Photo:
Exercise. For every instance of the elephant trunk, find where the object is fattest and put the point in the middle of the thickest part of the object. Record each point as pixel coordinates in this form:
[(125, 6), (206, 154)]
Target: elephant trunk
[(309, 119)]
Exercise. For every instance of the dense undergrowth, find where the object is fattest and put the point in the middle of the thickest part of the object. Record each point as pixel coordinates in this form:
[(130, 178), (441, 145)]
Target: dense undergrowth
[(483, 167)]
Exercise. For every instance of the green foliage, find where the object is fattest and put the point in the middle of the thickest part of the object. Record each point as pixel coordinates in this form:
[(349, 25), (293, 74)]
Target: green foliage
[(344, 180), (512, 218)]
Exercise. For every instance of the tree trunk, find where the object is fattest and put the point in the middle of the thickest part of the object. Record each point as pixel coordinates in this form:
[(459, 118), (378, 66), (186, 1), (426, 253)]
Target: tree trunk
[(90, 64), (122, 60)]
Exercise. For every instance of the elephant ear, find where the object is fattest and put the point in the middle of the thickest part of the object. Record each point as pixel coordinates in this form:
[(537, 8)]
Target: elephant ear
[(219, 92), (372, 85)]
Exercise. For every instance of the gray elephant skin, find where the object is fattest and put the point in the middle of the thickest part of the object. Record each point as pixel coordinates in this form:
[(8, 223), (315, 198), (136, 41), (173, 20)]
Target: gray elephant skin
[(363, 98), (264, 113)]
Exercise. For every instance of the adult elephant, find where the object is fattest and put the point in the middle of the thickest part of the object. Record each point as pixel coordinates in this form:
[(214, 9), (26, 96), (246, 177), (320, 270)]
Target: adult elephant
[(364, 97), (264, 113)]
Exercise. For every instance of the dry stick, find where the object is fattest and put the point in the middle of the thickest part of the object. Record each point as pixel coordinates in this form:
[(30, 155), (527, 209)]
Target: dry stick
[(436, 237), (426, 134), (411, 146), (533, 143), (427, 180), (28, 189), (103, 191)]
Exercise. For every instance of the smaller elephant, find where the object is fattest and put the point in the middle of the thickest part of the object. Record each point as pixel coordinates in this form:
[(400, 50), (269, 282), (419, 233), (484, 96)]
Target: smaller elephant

### Task instructions
Copy out the records starting at the line that contains "Exercise. For every instance of the gray" and ending at the line that contains "[(364, 97), (264, 113)]", requests included, and nothing else. Multiply every coordinate in the answers by 1.65 and round to whole numbers, halves up, leaving the requests and their format samples unchanged.

### Completed task
Exercise. For every instance of the gray elephant skin, find where the object is fattest and put the point in the middle of the thickest part of the object. Record each point as pixel coordinates in this form:
[(8, 223), (315, 198), (136, 41), (173, 20)]
Target: gray elephant skin
[(599, 162), (436, 186)]
Exercise. For every instance of the adult elephant, find where the object is fattest and put the point in the middle of the thickest part of the object. Record each point as pixel coordinates in this form:
[(214, 9), (26, 96), (246, 177), (320, 270)]
Target: adult elephant
[(601, 160), (436, 186)]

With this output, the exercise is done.